Data for processing
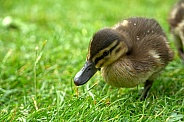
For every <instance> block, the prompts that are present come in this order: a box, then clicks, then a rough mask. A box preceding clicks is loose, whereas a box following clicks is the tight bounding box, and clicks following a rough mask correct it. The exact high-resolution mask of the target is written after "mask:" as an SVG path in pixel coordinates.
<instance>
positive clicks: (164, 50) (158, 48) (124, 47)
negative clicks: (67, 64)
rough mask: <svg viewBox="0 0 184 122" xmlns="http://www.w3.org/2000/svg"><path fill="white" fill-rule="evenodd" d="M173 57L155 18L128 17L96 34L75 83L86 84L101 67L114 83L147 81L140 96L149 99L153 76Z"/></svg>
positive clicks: (104, 78) (170, 49) (89, 45)
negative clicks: (85, 61) (126, 18)
mask: <svg viewBox="0 0 184 122" xmlns="http://www.w3.org/2000/svg"><path fill="white" fill-rule="evenodd" d="M172 59H173V52H172V50H171V49H170V48H169V45H168V42H167V38H166V35H165V33H164V32H163V30H162V28H161V27H160V25H159V24H158V23H157V22H156V21H155V20H154V19H147V18H128V19H126V20H124V21H122V22H121V23H119V24H117V25H115V26H114V27H112V28H105V29H102V30H100V31H98V32H96V33H95V34H94V36H93V38H92V40H91V42H90V45H89V50H88V55H87V58H86V63H85V65H84V67H83V68H82V69H81V70H80V71H79V72H78V73H77V74H76V76H75V78H74V83H75V84H76V85H77V86H79V85H83V84H85V83H86V82H87V81H88V80H89V79H90V78H91V77H92V76H93V75H94V74H95V73H96V72H97V70H100V69H101V71H102V76H103V78H104V80H105V81H106V82H107V83H108V84H109V85H111V86H115V87H126V88H130V87H135V86H137V85H139V84H141V83H145V85H144V91H143V93H142V95H141V97H140V98H141V99H145V98H146V96H147V93H148V91H149V89H150V88H151V86H152V83H153V80H154V79H155V78H156V77H157V75H158V74H159V72H160V71H161V70H163V69H164V67H165V66H166V65H167V64H168V63H169V62H170V61H171V60H172Z"/></svg>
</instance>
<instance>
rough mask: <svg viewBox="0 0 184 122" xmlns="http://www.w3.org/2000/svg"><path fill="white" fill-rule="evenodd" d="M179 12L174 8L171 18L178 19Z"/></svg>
mask: <svg viewBox="0 0 184 122" xmlns="http://www.w3.org/2000/svg"><path fill="white" fill-rule="evenodd" d="M177 12H178V9H177V8H174V9H173V11H172V12H171V18H172V19H174V18H175V17H176V13H177Z"/></svg>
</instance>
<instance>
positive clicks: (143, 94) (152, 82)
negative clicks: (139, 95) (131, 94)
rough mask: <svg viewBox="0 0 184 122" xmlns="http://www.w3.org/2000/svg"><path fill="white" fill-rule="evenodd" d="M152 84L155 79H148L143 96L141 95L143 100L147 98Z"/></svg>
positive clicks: (144, 88) (144, 86)
mask: <svg viewBox="0 0 184 122" xmlns="http://www.w3.org/2000/svg"><path fill="white" fill-rule="evenodd" d="M152 84H153V80H146V82H145V84H144V90H143V92H142V94H141V97H140V100H141V101H142V100H145V99H146V97H147V95H148V92H149V90H150V88H151V86H152Z"/></svg>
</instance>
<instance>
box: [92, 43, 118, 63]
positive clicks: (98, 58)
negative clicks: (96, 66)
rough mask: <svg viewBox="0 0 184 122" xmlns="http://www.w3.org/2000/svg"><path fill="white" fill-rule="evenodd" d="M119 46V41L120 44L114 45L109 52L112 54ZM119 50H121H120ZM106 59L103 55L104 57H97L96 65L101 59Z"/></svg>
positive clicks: (95, 60) (96, 58)
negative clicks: (104, 58) (115, 49)
mask: <svg viewBox="0 0 184 122" xmlns="http://www.w3.org/2000/svg"><path fill="white" fill-rule="evenodd" d="M118 44H119V41H118V43H117V44H116V45H114V46H113V47H112V48H111V49H110V50H109V52H110V53H111V52H112V50H114V48H116V46H117V45H118ZM118 49H119V48H118ZM103 58H104V55H102V56H100V57H97V58H96V59H95V64H97V63H98V62H99V61H100V60H101V59H103Z"/></svg>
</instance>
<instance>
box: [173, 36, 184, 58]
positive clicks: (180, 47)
mask: <svg viewBox="0 0 184 122" xmlns="http://www.w3.org/2000/svg"><path fill="white" fill-rule="evenodd" d="M174 40H175V44H176V47H177V50H178V55H179V56H180V58H181V59H182V60H183V61H184V50H183V48H184V38H183V42H182V39H181V38H180V37H179V36H177V35H174Z"/></svg>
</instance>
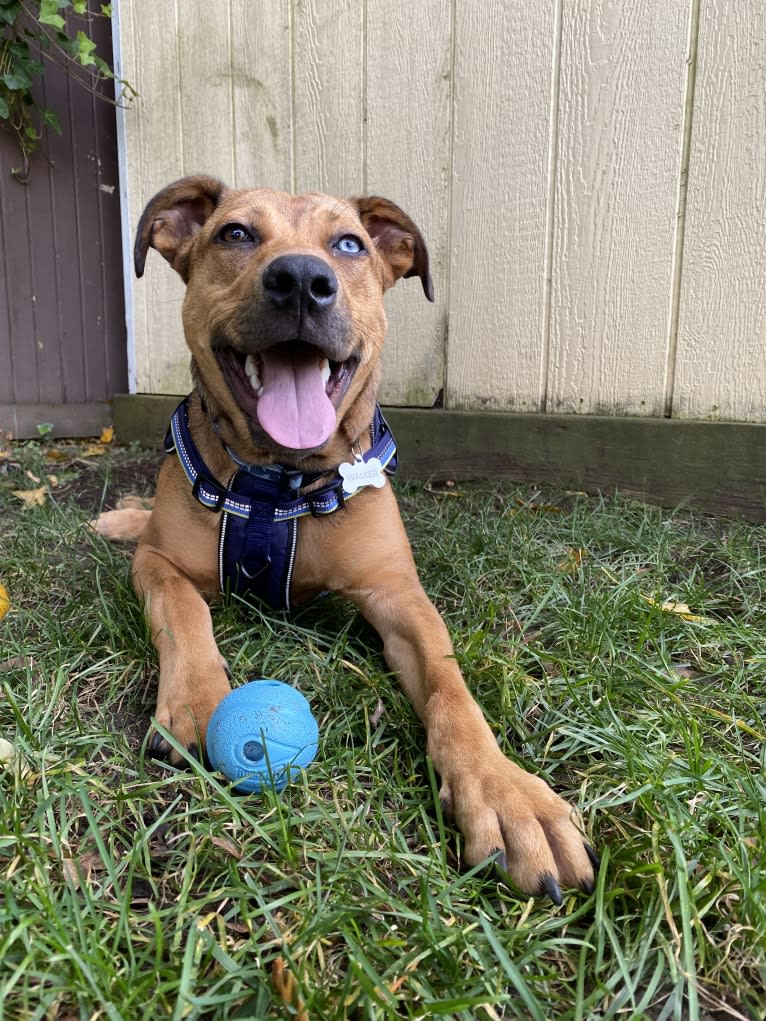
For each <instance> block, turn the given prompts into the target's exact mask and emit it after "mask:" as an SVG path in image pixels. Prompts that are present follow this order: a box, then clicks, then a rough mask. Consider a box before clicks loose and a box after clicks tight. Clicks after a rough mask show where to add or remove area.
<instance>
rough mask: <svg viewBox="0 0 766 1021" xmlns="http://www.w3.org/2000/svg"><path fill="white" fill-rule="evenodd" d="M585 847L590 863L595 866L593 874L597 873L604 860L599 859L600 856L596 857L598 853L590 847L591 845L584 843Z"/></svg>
mask: <svg viewBox="0 0 766 1021" xmlns="http://www.w3.org/2000/svg"><path fill="white" fill-rule="evenodd" d="M583 847H584V848H585V854H586V855H587V856H588V861H589V862H590V864H591V865H592V866H593V872H597V871H599V869H600V868H601V867H602V860H601V859H600V858H599V856H597V855H596V853H595V852H594V850H593V848H592V847H591V846H590V844H589V843H583Z"/></svg>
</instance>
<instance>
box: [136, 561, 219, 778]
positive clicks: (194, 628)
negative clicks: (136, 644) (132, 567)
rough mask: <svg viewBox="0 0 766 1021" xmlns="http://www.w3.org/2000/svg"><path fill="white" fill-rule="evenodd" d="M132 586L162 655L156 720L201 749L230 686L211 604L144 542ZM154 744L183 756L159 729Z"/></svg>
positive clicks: (194, 748) (188, 741)
mask: <svg viewBox="0 0 766 1021" xmlns="http://www.w3.org/2000/svg"><path fill="white" fill-rule="evenodd" d="M133 585H134V588H135V589H136V592H137V594H138V596H139V599H141V600H142V602H143V604H144V611H145V614H146V617H147V620H148V622H149V627H150V629H151V639H152V642H153V644H154V647H155V648H156V650H157V654H158V657H159V689H158V692H157V708H156V713H155V716H156V719H157V722H158V723H160V724H161V725H162V726H163V727H165V728H166V729H167V730H170V731H171V733H172V734H173V735H174V737H175V738H176V739H177V740H178V741H179V742H180V743H181V744H182V745H183V746H184V747H186V748H189V750H191V751H193V752H196V751H197V749H198V748H199V747H200V746H204V738H205V732H206V730H207V723H208V721H209V719H210V716H211V715H212V712H213V710H214V709H216V707H217V706H218V703H219V702H220V701H221V699H222V698H224V697H225V696H226V695H227V694H228V693H229V691H230V690H231V687H230V684H229V677H228V670H227V667H226V661H225V660H224V659H223V657H222V655H221V653H220V652H219V650H218V646H217V645H216V639H214V638H213V634H212V622H211V620H210V612H209V610H208V606H207V603H206V602H205V600H204V599H203V598H202V595H201V594H200V592H199V590H198V589H197V588H196V586H195V585H194V584H193V583H192V582H191V581H190V580H189V578H187V577H186V576H185V575H184V574H182V572H181V571H180V570H179V569H178V568H177V567H176V566H175V565H174V564H172V563H171V562H170V561H169V560H166V558H165V557H164V556H162V555H161V554H160V553H158V552H157V551H156V550H154V549H152V548H151V547H150V546H145V545H143V544H139V546H138V548H137V550H136V555H135V557H134V561H133ZM149 747H150V748H151V750H152V751H155V752H157V753H160V755H167V753H170V755H171V758H172V759H178V758H179V757H178V755H177V753H176V752H175V751H173V750H172V749H171V748H170V746H169V744H167V741H165V740H164V738H163V737H162V736H161V735H160V734H159V733H154V734H153V735H152V737H151V739H150V743H149Z"/></svg>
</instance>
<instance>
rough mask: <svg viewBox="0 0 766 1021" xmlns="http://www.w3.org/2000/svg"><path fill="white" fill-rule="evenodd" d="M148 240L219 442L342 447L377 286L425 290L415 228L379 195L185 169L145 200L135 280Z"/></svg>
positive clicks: (374, 299)
mask: <svg viewBox="0 0 766 1021" xmlns="http://www.w3.org/2000/svg"><path fill="white" fill-rule="evenodd" d="M150 247H152V248H156V250H157V251H158V252H159V253H160V254H161V255H163V256H164V258H166V259H167V261H169V262H170V263H171V265H172V266H173V268H174V269H175V270H176V271H177V272H178V273H179V274H180V275H181V277H182V278H183V280H184V281H185V283H186V285H187V289H186V297H185V300H184V312H183V317H184V329H185V333H186V340H187V343H188V345H189V348H190V350H191V353H192V371H193V374H194V377H195V382H196V383H197V385H198V387H199V388H200V390H201V392H202V394H203V396H204V398H205V401H206V404H207V406H208V408H209V410H210V414H211V416H213V417H214V419H216V420H217V422H218V425H219V429H220V430H221V432H222V435H223V436H224V438H225V439H226V440H227V442H229V443H230V444H232V445H233V446H234V448H235V449H237V452H238V453H239V454H240V455H241V456H243V457H245V458H247V459H251V460H253V459H258V458H262V457H265V456H266V457H268V459H274V458H275V457H277V458H279V459H283V460H290V459H303V458H305V457H306V456H312V455H316V454H322V455H328V456H329V457H330V458H332V457H333V456H334V455H335V452H336V448H337V450H338V451H340V453H339V455H340V456H342V455H343V451H345V450H347V445H348V442H349V441H350V442H352V441H354V440H355V439H356V438H357V437H358V436H360V435H361V434H362V432H363V431H364V429H365V428H366V427H367V425H368V424H369V423H370V421H371V420H372V417H373V411H374V405H375V399H376V393H377V389H378V383H379V376H380V353H381V349H382V345H383V338H384V335H385V331H386V319H385V314H384V311H383V301H382V298H383V293H384V291H386V290H387V289H388V288H389V287H391V286H392V285H393V284H394V283H395V282H396V281H397V280H398V279H399V278H401V277H412V276H418V277H420V279H421V282H422V284H423V290H424V291H425V293H426V296H427V297H428V298H429V300H433V293H432V284H431V277H430V275H429V271H428V252H427V249H426V245H425V243H424V241H423V238H422V236H421V234H420V231H419V230H418V228H417V227H416V226H415V224H414V223H413V222H412V220H411V218H410V217H409V216H408V215H406V214H405V213H404V212H402V210H401V209H399V208H398V206H396V205H394V204H393V202H389V201H388V200H387V199H383V198H378V197H372V198H352V199H348V200H343V199H337V198H332V197H330V196H328V195H319V194H309V195H298V196H292V195H287V194H284V193H282V192H276V191H270V190H268V189H255V190H251V191H234V190H230V189H228V188H227V187H226V186H225V185H223V184H222V183H221V182H220V181H217V180H216V179H213V178H208V177H192V178H184V179H183V180H182V181H177V182H176V183H175V184H172V185H170V186H169V187H167V188H164V189H162V191H160V192H159V193H158V194H157V195H155V196H154V198H153V199H152V200H151V201H150V202H149V204H148V205H147V207H146V209H145V210H144V213H143V215H142V217H141V221H140V223H139V226H138V234H137V237H136V246H135V252H134V255H135V265H136V273H137V274H138V276H139V277H140V276H141V275H142V274H143V271H144V263H145V260H146V254H147V251H148V249H149V248H150Z"/></svg>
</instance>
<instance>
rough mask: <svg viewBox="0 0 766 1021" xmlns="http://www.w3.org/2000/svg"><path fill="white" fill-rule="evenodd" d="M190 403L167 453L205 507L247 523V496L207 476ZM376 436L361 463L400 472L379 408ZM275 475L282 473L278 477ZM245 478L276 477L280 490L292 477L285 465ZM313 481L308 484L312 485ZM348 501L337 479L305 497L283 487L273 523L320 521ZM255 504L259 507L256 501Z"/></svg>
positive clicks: (168, 433) (339, 482)
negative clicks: (190, 425)
mask: <svg viewBox="0 0 766 1021" xmlns="http://www.w3.org/2000/svg"><path fill="white" fill-rule="evenodd" d="M188 402H189V398H188V397H185V398H184V400H183V401H182V402H181V403H180V404H179V406H178V407H177V408H176V410H175V412H174V415H173V418H172V419H171V427H170V430H169V432H167V435H166V436H165V441H164V449H165V451H166V452H167V453H170V452H171V451H172V450H174V449H175V451H176V453H177V454H178V458H179V460H180V463H181V467H182V468H183V470H184V474H185V475H186V477H187V479H188V480H189V482H190V484H191V487H192V492H193V493H194V496H195V497H196V499H197V500H198V501H199V502H200V503H201V504H202V505H203V506H205V507H207V508H208V509H209V511H212V512H219V511H223V512H225V513H226V514H232V515H234V516H235V517H238V518H249V517H250V514H251V512H252V501H251V500H250V498H249V497H248V496H247V495H246V493H243V492H242V490H241V489H239V488H232V487H231V484H230V486H229V487H227V488H225V487H224V486H222V485H221V484H220V483H219V482H218V481H217V480H216V479H213V478H211V476H210V475H209V474H208V472H207V468H206V466H205V464H204V461H203V460H202V458H201V457H200V456H199V453H198V452H197V449H196V447H195V445H194V441H193V440H192V438H191V432H190V430H189V409H188ZM372 433H373V444H372V446H371V447H370V449H369V450H368V451H366V452H365V453H364V454H363V455H362V459H363V460H365V461H367V460H370V459H371V458H373V457H377V458H378V459H379V460H380V463H381V466H382V468H383V471H384V472H385V473H386V475H393V473H394V472H395V471H396V443H395V441H394V438H393V435H392V433H391V430H390V428H389V426H388V423H387V422H386V420H385V419H384V418H383V414H382V411H381V409H380V407H378V406H377V405H376V407H375V417H374V419H373V423H372ZM275 470H278V471H276V472H275ZM242 474H248V475H251V476H253V477H255V478H261V479H266V478H269V480H270V481H271V480H273V479H275V475H276V478H277V479H278V480H279V483H278V484H281V482H282V478H283V476H288V475H290V474H291V472H290V470H289V469H286V468H283V466H281V465H269V466H265V468H264V469H262V472H261V471H259V470H258V467H257V466H253V467H249V468H248V470H247V473H242ZM323 474H324V473H320V474H319V475H318V476H316V478H322V475H323ZM239 475H240V473H237V475H235V477H234V478H235V479H237V478H238V477H239ZM310 481H312V480H310V478H308V482H309V483H310ZM304 482H305V479H304ZM285 488H287V492H285V491H284V490H285ZM350 495H352V494H350ZM350 495H349V494H344V493H343V484H342V481H341V479H340V477H339V476H338V475H335V476H334V477H333V478H332V479H331V481H330V482H328V483H327V484H326V485H324V486H320V487H319V489H315V490H314V491H313V492H310V493H306V494H305V495H302V496H301V495H299V494H295V493H294V492H291V491H290V489H289V486H288V487H284V486H282V487H281V492H277V493H275V499H274V501H273V506H274V520H275V521H291V520H292V519H294V518H304V517H305V516H307V515H312V516H313V517H315V518H318V517H322V516H323V515H327V514H333V513H334V512H335V511H338V509H339V508H340V507H342V506H343V503H344V502H345V500H347V499H349V498H350ZM256 502H259V500H258V499H257V497H256Z"/></svg>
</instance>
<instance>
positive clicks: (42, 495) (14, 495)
mask: <svg viewBox="0 0 766 1021" xmlns="http://www.w3.org/2000/svg"><path fill="white" fill-rule="evenodd" d="M45 492H46V489H45V486H41V487H40V488H39V489H14V490H13V495H14V496H17V497H18V499H19V500H23V502H25V503H26V504H27V506H28V507H41V506H42V505H43V504H44V503H45Z"/></svg>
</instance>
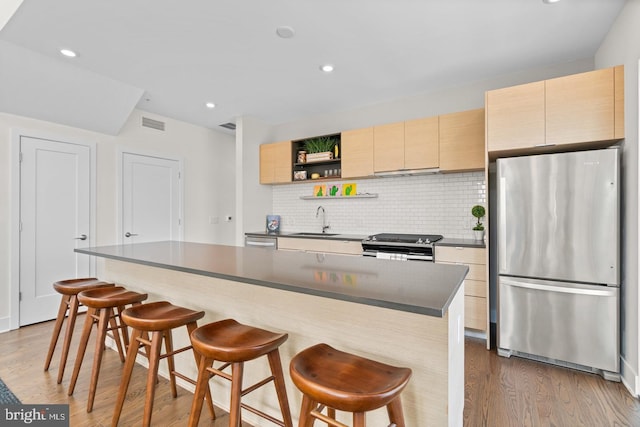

Description of the task
Render the data from its beginning through the line containing "positive clicks: (104, 78) (170, 49) (89, 45)", inclusive, as a Markdown table with a Row column for the line number and a Line column for the text, skipping blank lines. Leave the pictures out.

Expected output
| Row | Line |
|---|---|
| 1 | For every <instance> block, the prompts that are present come in this order: a box, then clicks, then a rough mask. A box preceding clicks is loose, whereas a box following clicks is the tight bounding box, and clicks following a rough mask correct it. The exact high-resolution mask of the target is written after "mask:" as an SVG path in pixel coordinates. |
| 2 | <instance> |
| 3 | positive clicks: (164, 50) (158, 48) (124, 47) |
| 4 | negative clicks: (67, 64) |
| 5 | rough mask: <svg viewBox="0 0 184 122" xmlns="http://www.w3.org/2000/svg"><path fill="white" fill-rule="evenodd" d="M173 57L155 18L128 17L96 34L75 83L86 84L101 67L114 83L147 81L140 96L149 99L153 76Z"/></svg> |
| 6 | positive clicks: (104, 78) (170, 49) (89, 45) |